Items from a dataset
#####

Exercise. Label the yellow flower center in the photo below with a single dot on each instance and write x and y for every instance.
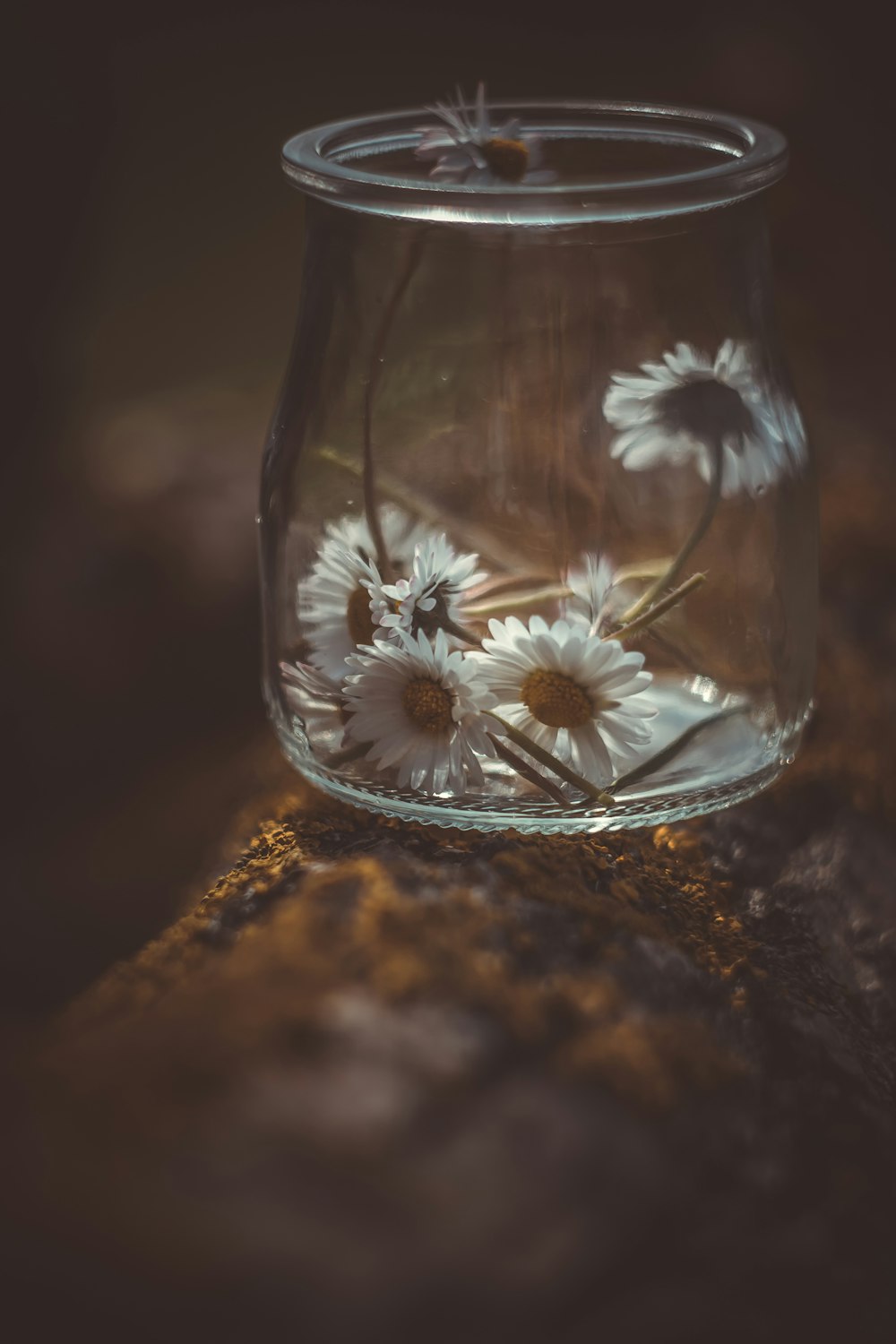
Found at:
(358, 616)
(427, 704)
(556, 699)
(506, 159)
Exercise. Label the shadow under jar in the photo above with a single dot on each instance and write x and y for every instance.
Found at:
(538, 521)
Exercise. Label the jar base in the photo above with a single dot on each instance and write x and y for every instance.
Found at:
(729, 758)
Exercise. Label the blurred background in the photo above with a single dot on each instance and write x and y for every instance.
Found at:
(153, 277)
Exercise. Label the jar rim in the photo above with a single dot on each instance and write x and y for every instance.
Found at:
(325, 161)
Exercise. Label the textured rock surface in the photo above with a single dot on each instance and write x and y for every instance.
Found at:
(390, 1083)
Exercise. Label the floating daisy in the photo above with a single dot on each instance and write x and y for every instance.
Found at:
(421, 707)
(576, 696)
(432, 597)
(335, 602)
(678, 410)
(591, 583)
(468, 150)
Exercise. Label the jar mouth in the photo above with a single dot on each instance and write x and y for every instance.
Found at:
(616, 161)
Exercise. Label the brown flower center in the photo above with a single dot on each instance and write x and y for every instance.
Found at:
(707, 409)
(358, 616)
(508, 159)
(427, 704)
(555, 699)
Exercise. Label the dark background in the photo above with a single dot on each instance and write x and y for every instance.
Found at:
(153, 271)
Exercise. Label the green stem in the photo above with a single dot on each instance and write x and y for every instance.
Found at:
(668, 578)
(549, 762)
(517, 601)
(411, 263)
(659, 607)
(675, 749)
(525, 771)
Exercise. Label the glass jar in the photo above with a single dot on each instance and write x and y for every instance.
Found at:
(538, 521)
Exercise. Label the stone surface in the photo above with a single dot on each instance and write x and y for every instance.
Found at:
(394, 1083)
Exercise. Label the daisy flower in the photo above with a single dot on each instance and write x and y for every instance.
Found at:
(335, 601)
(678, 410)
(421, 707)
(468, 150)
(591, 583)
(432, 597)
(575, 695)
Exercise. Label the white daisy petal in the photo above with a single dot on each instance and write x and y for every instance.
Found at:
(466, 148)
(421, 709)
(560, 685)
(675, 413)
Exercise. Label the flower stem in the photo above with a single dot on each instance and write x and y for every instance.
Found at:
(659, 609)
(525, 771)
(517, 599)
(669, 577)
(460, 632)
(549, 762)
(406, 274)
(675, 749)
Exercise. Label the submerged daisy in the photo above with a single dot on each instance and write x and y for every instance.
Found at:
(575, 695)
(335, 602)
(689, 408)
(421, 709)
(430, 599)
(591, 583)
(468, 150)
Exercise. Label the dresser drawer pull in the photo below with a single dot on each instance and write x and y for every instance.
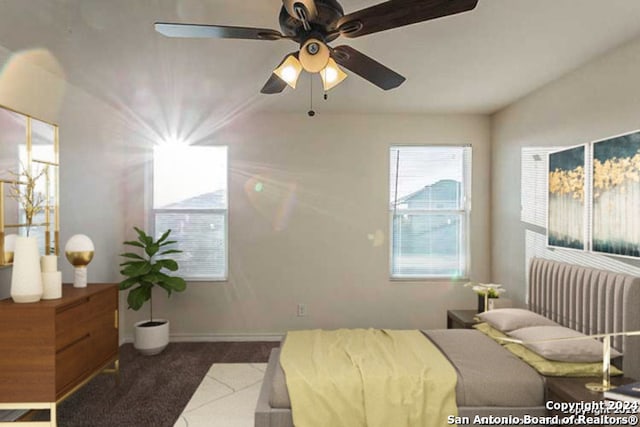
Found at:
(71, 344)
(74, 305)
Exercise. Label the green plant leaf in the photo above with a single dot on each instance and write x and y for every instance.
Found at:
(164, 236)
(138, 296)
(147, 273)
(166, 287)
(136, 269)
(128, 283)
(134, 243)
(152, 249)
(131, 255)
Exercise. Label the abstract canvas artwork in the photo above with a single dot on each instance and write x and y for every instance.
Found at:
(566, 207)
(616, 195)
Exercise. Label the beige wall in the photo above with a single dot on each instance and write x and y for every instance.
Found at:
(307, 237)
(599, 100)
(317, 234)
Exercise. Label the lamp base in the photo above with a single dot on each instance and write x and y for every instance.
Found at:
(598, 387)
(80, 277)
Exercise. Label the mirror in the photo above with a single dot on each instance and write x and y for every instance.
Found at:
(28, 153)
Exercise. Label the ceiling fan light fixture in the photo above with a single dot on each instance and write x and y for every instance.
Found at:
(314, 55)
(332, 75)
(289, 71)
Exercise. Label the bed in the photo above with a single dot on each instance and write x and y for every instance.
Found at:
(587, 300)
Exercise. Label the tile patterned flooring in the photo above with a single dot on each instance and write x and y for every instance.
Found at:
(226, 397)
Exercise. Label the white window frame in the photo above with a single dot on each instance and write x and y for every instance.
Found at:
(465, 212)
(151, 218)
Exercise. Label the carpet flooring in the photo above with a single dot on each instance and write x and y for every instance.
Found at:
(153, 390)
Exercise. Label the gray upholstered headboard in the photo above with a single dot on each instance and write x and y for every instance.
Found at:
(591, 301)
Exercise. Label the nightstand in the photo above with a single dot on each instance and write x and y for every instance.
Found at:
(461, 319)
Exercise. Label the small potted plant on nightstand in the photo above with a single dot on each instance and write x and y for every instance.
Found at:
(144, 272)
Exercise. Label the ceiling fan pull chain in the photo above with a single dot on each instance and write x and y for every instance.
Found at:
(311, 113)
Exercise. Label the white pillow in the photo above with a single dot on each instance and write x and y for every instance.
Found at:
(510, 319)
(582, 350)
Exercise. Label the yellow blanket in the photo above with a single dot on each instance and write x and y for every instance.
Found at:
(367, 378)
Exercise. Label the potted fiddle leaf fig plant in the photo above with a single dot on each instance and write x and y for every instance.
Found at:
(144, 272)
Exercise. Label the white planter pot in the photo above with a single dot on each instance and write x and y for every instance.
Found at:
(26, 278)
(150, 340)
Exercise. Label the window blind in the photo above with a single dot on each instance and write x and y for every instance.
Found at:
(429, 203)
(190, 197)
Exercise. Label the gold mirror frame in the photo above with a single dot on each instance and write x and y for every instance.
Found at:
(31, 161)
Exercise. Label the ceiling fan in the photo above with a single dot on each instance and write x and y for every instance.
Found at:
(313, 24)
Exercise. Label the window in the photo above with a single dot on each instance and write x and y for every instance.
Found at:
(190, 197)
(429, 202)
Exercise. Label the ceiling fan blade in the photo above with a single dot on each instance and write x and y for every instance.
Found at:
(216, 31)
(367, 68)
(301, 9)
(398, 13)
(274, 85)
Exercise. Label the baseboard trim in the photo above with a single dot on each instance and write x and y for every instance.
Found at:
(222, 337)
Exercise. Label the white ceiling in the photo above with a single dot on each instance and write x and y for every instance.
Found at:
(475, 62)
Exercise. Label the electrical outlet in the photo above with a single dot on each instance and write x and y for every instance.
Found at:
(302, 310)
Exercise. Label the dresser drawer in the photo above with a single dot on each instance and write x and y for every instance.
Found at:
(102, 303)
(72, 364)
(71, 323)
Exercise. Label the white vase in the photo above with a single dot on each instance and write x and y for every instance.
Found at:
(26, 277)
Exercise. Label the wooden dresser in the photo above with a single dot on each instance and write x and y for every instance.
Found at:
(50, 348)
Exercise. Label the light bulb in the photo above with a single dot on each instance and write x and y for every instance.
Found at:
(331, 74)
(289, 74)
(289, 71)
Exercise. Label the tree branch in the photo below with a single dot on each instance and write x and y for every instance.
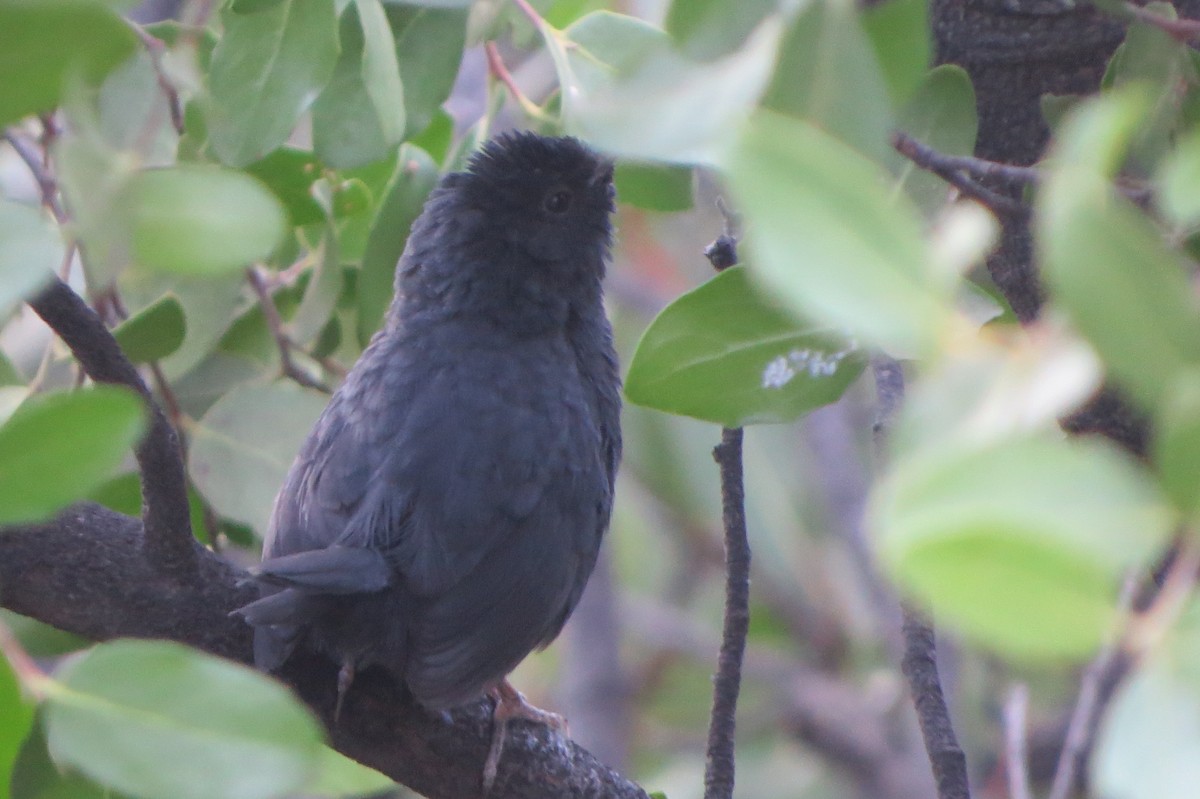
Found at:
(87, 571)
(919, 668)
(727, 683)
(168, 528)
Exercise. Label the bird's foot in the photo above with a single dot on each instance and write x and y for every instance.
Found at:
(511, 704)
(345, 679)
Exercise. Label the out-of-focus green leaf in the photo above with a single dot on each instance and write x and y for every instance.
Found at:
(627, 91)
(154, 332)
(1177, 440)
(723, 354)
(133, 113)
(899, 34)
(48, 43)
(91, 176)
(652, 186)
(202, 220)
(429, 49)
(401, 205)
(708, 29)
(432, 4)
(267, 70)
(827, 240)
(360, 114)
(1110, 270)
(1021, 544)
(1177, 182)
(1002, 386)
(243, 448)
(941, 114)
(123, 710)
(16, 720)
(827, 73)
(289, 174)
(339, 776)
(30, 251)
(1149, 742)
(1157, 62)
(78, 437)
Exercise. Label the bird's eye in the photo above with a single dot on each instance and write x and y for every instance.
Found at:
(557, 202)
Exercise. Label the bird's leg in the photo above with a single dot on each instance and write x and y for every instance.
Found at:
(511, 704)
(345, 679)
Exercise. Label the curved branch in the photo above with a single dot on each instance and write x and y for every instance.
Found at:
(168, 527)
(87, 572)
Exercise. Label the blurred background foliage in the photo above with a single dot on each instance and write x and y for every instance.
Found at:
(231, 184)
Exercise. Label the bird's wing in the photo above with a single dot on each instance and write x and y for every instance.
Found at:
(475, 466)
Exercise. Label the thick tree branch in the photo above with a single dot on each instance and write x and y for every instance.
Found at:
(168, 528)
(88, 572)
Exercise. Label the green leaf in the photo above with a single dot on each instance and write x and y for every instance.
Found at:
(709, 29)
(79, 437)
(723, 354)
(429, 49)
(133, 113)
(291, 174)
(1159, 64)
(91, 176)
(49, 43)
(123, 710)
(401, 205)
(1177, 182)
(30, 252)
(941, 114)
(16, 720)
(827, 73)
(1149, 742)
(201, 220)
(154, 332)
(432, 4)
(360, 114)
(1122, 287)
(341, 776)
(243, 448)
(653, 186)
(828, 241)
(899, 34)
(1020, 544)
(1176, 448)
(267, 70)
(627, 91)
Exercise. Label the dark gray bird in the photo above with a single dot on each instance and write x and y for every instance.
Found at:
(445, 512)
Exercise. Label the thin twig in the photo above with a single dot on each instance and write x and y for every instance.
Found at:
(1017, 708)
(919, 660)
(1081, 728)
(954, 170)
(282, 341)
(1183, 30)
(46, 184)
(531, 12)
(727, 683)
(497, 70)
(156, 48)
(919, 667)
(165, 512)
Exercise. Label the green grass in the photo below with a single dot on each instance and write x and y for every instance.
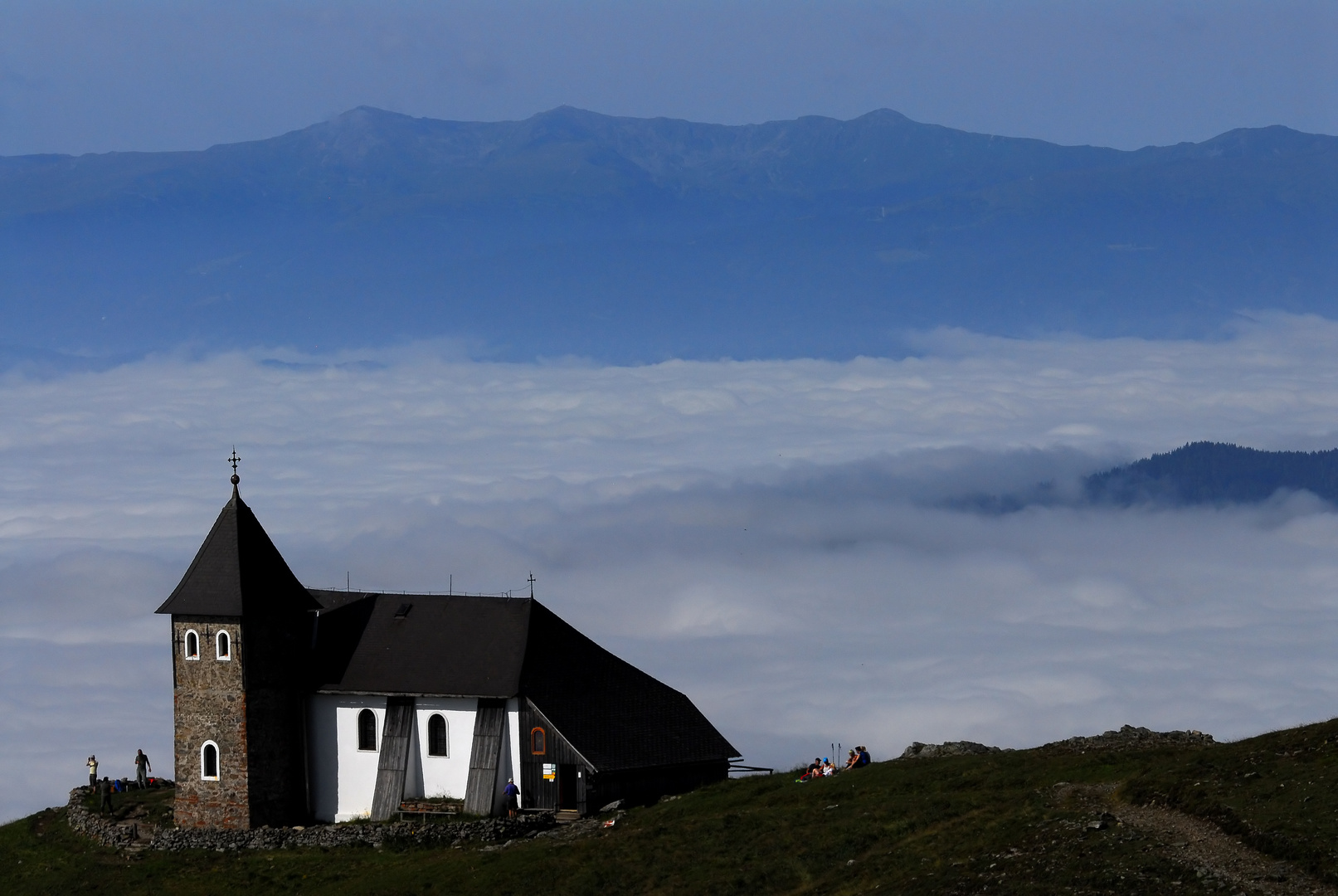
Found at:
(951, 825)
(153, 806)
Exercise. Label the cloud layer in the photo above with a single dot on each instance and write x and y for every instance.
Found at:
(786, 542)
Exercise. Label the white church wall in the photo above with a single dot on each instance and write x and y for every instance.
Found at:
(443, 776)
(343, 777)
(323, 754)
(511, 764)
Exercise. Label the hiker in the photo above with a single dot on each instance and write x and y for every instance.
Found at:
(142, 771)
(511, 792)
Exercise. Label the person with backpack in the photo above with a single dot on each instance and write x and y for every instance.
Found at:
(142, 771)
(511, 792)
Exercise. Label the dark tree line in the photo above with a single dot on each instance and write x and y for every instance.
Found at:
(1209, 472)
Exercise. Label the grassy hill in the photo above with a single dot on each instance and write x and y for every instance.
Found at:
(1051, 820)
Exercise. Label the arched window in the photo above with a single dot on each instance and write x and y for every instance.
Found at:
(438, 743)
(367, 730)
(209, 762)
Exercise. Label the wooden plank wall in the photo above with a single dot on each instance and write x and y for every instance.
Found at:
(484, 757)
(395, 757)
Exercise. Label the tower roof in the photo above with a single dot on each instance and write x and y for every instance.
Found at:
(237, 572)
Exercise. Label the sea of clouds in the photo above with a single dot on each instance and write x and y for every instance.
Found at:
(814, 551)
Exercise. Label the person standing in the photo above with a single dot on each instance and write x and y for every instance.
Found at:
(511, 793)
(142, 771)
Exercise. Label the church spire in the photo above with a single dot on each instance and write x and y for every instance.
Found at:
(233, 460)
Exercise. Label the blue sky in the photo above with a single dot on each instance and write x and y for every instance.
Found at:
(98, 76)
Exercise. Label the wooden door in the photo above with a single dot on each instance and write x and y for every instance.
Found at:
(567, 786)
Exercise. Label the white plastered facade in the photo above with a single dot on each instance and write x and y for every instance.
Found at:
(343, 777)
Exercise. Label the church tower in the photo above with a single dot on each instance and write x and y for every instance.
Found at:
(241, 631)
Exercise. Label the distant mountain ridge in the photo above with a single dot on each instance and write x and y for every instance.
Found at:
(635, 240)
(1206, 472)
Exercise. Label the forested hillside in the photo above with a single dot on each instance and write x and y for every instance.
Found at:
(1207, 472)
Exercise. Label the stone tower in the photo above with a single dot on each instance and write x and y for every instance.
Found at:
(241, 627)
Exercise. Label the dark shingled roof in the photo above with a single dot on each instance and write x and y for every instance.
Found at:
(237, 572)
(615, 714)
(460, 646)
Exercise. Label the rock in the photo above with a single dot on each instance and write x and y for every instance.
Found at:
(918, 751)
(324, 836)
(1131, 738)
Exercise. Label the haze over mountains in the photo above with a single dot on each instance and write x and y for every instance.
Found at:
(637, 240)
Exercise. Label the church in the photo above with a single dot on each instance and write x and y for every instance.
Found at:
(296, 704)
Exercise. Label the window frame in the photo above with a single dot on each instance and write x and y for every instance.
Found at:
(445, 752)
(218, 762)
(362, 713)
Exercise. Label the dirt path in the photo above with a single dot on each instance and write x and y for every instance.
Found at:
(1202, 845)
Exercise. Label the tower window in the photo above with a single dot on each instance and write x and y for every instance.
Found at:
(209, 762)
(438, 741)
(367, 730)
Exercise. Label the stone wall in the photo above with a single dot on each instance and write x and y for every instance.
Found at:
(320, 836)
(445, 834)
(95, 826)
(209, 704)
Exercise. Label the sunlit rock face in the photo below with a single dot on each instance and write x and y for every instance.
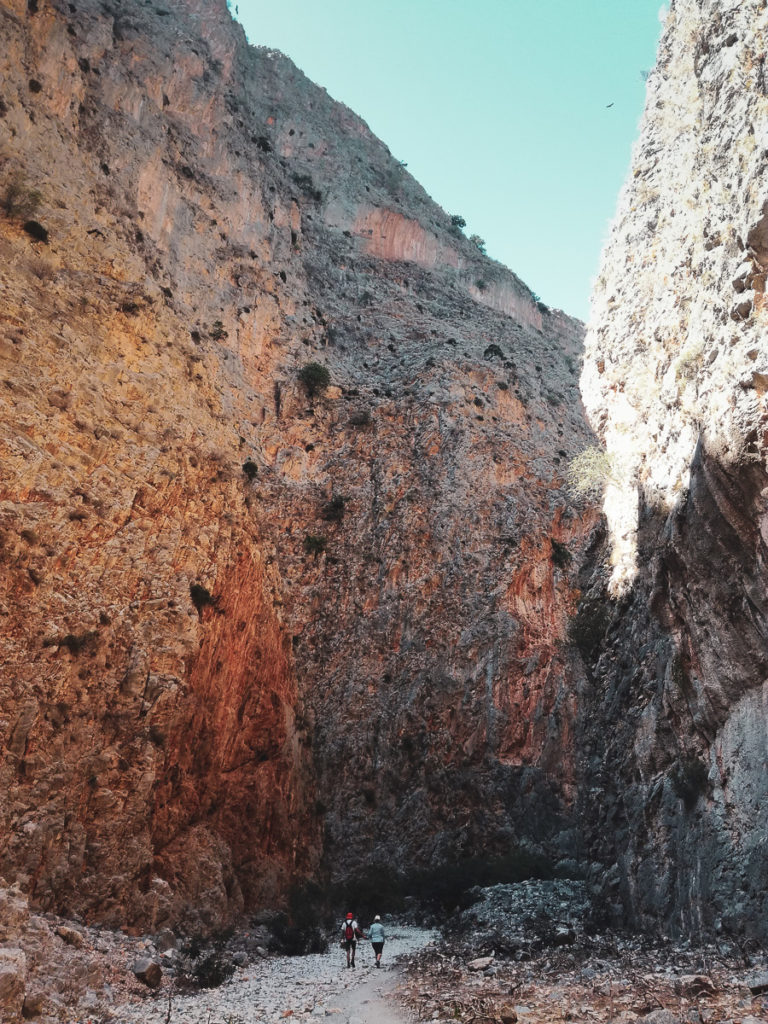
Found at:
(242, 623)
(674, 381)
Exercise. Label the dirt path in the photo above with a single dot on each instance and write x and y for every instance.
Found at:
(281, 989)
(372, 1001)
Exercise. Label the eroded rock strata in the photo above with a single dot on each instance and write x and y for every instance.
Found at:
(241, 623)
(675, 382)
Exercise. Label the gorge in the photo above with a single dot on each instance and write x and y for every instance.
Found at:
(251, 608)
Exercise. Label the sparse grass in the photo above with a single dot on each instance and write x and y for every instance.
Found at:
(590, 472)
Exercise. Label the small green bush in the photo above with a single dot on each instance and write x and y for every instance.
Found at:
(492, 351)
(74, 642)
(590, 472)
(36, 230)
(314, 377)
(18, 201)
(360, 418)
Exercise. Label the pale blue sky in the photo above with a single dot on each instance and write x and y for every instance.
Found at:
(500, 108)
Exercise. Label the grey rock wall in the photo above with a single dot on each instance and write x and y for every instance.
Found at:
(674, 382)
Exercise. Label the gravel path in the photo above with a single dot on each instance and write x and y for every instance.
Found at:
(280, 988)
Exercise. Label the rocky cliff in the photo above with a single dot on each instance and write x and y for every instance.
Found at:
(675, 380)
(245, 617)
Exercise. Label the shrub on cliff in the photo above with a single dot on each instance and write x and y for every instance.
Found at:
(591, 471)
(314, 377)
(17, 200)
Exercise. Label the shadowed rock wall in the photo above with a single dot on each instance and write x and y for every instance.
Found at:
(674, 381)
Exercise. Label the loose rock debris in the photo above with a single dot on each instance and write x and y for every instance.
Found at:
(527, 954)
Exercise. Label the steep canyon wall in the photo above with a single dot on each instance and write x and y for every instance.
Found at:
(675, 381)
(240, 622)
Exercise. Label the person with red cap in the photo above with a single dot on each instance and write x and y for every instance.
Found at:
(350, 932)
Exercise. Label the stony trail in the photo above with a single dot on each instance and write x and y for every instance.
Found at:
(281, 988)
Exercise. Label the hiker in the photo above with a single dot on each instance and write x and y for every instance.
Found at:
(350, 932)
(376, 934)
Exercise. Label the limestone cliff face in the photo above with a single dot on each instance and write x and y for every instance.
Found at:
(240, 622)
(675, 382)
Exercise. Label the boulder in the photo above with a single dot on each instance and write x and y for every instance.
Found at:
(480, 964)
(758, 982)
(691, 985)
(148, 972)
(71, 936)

#####

**Written instruction:** Can you rewrite the data starting at the line that has "Exercise. Label the forested" and stopping after the line that has "(1207, 472)", with "forested hillside" replaced by "wooded hillside" and everything else unchanged?

**The completed task:**
Exercise. Label the wooded hillside in the photo above with a single dot on each instance and write x and y for every instance.
Found at:
(1207, 472)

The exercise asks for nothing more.